## What needs to be done
Would you write out the entries below, every one of them, exactly?

Recorded information below:

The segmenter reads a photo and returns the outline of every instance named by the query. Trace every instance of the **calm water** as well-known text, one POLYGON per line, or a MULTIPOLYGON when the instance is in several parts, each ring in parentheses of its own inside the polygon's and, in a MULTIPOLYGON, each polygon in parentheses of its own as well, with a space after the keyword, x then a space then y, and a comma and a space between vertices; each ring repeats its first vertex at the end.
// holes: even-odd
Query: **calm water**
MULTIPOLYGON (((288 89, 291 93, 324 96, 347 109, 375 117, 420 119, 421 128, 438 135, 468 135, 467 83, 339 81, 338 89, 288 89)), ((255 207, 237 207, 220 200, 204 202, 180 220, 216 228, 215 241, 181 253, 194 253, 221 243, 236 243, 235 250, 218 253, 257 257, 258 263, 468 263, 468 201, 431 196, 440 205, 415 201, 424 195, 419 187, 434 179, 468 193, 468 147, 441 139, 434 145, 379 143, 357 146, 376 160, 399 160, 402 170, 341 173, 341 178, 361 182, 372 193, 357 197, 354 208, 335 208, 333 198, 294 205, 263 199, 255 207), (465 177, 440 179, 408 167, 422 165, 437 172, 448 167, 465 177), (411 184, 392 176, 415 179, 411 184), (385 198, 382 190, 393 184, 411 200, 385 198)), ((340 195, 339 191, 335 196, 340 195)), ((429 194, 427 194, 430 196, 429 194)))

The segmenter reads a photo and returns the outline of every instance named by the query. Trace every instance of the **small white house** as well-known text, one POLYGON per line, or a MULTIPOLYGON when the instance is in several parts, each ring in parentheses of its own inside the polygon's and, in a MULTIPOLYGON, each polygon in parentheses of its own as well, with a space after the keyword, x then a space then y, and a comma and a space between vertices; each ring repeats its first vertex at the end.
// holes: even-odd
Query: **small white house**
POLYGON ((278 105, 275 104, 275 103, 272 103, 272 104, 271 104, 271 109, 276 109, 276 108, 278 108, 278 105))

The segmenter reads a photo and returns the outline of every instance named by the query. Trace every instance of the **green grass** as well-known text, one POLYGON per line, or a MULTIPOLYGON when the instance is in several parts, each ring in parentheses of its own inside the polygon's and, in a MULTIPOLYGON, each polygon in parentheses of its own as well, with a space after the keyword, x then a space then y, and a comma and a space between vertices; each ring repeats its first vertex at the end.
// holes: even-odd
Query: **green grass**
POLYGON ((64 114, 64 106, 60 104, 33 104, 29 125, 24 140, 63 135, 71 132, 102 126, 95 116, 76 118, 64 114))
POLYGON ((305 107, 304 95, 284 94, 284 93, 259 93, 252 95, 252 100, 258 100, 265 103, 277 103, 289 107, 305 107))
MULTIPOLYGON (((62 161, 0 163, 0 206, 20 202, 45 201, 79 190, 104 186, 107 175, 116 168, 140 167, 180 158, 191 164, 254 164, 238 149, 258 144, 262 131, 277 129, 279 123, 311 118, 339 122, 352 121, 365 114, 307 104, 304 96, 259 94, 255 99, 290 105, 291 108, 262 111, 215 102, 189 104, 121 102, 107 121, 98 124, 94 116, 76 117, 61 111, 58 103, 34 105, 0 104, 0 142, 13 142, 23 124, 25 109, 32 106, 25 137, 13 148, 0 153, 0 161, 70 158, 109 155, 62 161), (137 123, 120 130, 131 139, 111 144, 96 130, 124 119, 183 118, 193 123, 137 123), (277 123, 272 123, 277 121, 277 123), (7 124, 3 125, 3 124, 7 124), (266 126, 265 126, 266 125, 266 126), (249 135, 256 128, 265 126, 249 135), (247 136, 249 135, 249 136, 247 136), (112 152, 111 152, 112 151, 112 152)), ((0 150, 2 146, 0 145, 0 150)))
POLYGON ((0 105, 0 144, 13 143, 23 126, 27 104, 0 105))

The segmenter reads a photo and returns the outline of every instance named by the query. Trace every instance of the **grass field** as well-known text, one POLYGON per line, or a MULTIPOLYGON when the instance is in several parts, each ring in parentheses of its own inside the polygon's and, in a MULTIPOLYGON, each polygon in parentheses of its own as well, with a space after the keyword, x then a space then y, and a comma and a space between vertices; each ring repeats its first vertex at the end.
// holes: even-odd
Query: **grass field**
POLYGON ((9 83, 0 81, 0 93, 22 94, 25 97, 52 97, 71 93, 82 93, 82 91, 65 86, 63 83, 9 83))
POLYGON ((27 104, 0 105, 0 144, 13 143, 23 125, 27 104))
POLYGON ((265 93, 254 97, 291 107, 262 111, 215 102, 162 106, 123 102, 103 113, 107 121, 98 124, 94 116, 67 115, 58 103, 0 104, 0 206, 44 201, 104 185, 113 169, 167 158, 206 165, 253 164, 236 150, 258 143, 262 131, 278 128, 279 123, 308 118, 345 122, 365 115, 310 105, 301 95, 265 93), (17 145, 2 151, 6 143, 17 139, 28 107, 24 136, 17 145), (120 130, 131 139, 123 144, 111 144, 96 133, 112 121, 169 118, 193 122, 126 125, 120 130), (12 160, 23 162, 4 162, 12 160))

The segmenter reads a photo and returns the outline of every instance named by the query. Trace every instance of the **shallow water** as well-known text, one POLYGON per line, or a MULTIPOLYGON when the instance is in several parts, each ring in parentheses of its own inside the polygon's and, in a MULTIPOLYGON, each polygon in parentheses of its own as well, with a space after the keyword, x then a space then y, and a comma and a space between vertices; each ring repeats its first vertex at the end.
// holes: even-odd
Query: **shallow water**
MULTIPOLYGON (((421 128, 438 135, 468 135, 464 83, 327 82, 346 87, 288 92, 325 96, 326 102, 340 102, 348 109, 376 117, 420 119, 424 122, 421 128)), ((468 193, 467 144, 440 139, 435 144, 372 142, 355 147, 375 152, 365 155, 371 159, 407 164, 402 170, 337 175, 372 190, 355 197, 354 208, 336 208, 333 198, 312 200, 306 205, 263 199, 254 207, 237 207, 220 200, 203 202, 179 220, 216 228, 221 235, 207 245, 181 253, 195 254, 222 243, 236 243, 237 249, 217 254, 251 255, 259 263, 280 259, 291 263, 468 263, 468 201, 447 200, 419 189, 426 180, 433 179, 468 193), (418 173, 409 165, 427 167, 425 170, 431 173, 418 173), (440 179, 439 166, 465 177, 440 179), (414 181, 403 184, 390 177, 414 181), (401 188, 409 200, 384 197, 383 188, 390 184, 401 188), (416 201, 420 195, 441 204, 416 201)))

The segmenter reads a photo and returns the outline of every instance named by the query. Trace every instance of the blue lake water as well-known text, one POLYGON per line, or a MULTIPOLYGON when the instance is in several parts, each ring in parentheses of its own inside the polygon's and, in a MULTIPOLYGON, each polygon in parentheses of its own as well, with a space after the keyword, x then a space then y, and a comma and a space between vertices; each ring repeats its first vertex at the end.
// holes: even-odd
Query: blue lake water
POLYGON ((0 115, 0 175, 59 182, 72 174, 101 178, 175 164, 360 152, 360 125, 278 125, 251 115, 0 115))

End of Recorded information.

## Problem solution
The segmenter reads a photo and returns the outline of every instance named by the query. Trace every instance of the **calm water** as well-known text, one POLYGON per line, or a MULTIPOLYGON when the instance is in several parts, each ring in parentheses of its own inside the polygon's and, in a MULTIPOLYGON, each polygon in parentheses of its own as well, with a space after the keyword, x then a space then y, and a comma and a space between vertices; each ring repeats its first vertex at the end.
// holes: even-odd
Query: **calm water**
MULTIPOLYGON (((288 89, 291 93, 324 96, 347 109, 375 117, 420 119, 421 128, 438 135, 468 135, 467 83, 339 81, 338 89, 288 89)), ((255 207, 237 207, 220 200, 204 202, 180 220, 216 228, 215 241, 181 253, 194 253, 221 243, 236 243, 235 250, 218 253, 257 257, 258 263, 468 263, 468 201, 431 196, 440 205, 415 201, 424 195, 419 187, 434 179, 468 193, 468 147, 441 139, 434 145, 379 143, 357 146, 376 160, 399 160, 402 170, 341 173, 341 178, 361 182, 372 193, 357 197, 354 208, 335 208, 333 198, 294 205, 263 199, 255 207), (465 177, 440 179, 408 167, 422 165, 437 172, 448 167, 465 177), (411 184, 392 176, 415 179, 411 184), (385 198, 382 190, 393 184, 411 200, 385 198)), ((340 195, 339 191, 335 196, 340 195)), ((429 194, 427 194, 430 196, 429 194)))

The segmenter reads a photo and returns the outline of every instance named by the query. Trace every instance of the **small white house** as well-known text, one POLYGON per line, or a MULTIPOLYGON when the instance is in several parts, each ring in parentheses of its own inside the polygon's and, in a MULTIPOLYGON, each polygon in parentheses of its own as well, with a space after the keyword, x then a space then y, and a comma and a space between vertices; each ring repeats its first vertex at the end.
// holes: even-odd
Query: **small white house**
POLYGON ((278 105, 275 104, 275 103, 272 103, 272 104, 271 104, 271 109, 276 109, 276 108, 278 108, 278 105))

The segmenter reads a photo and returns the outline of every instance named by the query. Trace every instance of the **green grass** as well-known text, one POLYGON per line, or a MULTIPOLYGON when the instance is in several parts, each ring in parentheses of its own inside the polygon's and, in a MULTIPOLYGON, each polygon in parentheses of its own as well, with a space after the keyword, x then a space then y, and a comma and a space between vertices; each ring repeats its first vertex at the end.
// holes: even-odd
Query: **green grass**
POLYGON ((64 114, 64 106, 60 104, 33 104, 29 125, 24 140, 63 135, 71 132, 102 126, 95 116, 76 118, 64 114))
POLYGON ((305 107, 304 95, 284 94, 284 93, 259 93, 252 95, 252 100, 258 100, 265 103, 277 103, 289 107, 305 107))
MULTIPOLYGON (((62 161, 0 163, 0 206, 20 202, 45 201, 79 190, 104 186, 107 175, 116 168, 140 167, 180 158, 191 164, 254 164, 238 149, 258 144, 262 131, 277 129, 279 123, 311 118, 339 122, 352 121, 365 114, 307 104, 304 96, 259 94, 255 99, 290 105, 291 108, 262 111, 215 102, 189 104, 121 102, 107 121, 98 124, 94 116, 76 117, 61 111, 58 103, 34 105, 0 104, 0 142, 13 142, 23 124, 25 109, 32 106, 25 137, 13 148, 0 153, 0 161, 70 158, 109 155, 62 161), (137 123, 120 130, 131 139, 111 144, 96 130, 124 119, 183 118, 193 123, 137 123), (277 123, 272 123, 277 121, 277 123), (7 124, 3 125, 3 124, 7 124), (266 126, 265 126, 266 125, 266 126), (249 135, 256 128, 265 126, 249 135), (247 136, 249 135, 249 136, 247 136), (112 152, 111 152, 112 151, 112 152)), ((0 150, 2 146, 0 145, 0 150)))
POLYGON ((0 105, 0 144, 13 143, 23 126, 27 104, 0 105))

The segmenter reads a photo and returns the outline of every instance named by the query. Trace every instance of the **grass field** as well-known text, one POLYGON per line, or a MULTIPOLYGON when the instance is in several parts, each ring in parentheses of its own inside the polygon's and, in a MULTIPOLYGON, each polygon in parentheses of its own as well, with a space after the keyword, x then a space then y, and a comma and a space between vertices; each ring repeats its first vertex at the end.
// holes: even-odd
Query: **grass field**
POLYGON ((9 83, 0 81, 0 93, 22 94, 25 97, 52 97, 71 93, 82 93, 82 91, 65 86, 63 83, 9 83))
POLYGON ((27 104, 0 105, 0 144, 13 143, 23 125, 27 104))
POLYGON ((265 93, 254 97, 291 107, 262 111, 215 102, 162 106, 123 102, 103 113, 107 121, 98 124, 94 116, 67 115, 58 103, 0 104, 0 206, 44 201, 104 185, 113 169, 167 158, 206 165, 253 164, 236 150, 258 143, 262 131, 278 128, 279 123, 308 118, 345 122, 365 115, 310 105, 301 95, 265 93), (17 145, 2 151, 6 143, 17 139, 28 107, 24 136, 17 145), (120 130, 131 139, 123 144, 111 144, 96 133, 112 121, 169 118, 193 122, 126 125, 120 130), (12 160, 23 162, 4 162, 12 160))

The segmenter reads a photo and returns the outline of every instance named by the query. Trace every instance of the **shallow water** as well-known text, one POLYGON per line, or a MULTIPOLYGON when the instance is in several parts, each ring in parentheses of its own inside the polygon's and, in a MULTIPOLYGON, each polygon in parentheses of its own as well, with a space after the keyword, x then a space then y, and a comma and a space between vertices; each ring repeats its first vertex at the end.
// holes: even-odd
Query: **shallow water**
MULTIPOLYGON (((421 128, 438 135, 468 135, 464 83, 327 82, 346 87, 288 92, 325 96, 326 102, 340 102, 348 109, 376 117, 420 119, 424 122, 421 128)), ((468 193, 467 144, 440 139, 435 144, 372 142, 355 147, 375 152, 365 155, 371 159, 407 164, 402 170, 337 175, 372 190, 355 197, 354 208, 336 208, 333 198, 312 200, 306 205, 263 199, 254 207, 237 207, 220 200, 203 202, 179 220, 216 228, 221 235, 207 245, 181 253, 195 254, 222 243, 236 243, 237 249, 217 254, 251 255, 259 263, 280 259, 291 263, 468 263, 468 201, 447 200, 419 189, 426 180, 433 179, 468 193), (418 173, 409 165, 427 167, 425 170, 431 173, 418 173), (440 179, 439 166, 465 177, 440 179), (414 181, 403 184, 390 177, 414 181), (401 188, 409 200, 384 197, 383 188, 390 184, 401 188), (416 201, 420 195, 441 204, 416 201)))

The segmenter reads a photo and returns the outline of every instance named by the query. Trace every instance of the blue lake water as well-known text, one POLYGON per line, or a MULTIPOLYGON when the instance is in several parts, each ring in parentheses of its own inside the polygon's and, in a MULTIPOLYGON, each polygon in parentheses of its own as well, with a space after the keyword, x then a space then y, and a comma and a space between vertices; each ring repeats its first vertex at the end.
// holes: even-odd
Query: blue lake water
POLYGON ((0 115, 0 175, 59 182, 72 174, 101 178, 175 164, 360 152, 360 125, 278 125, 251 115, 0 115))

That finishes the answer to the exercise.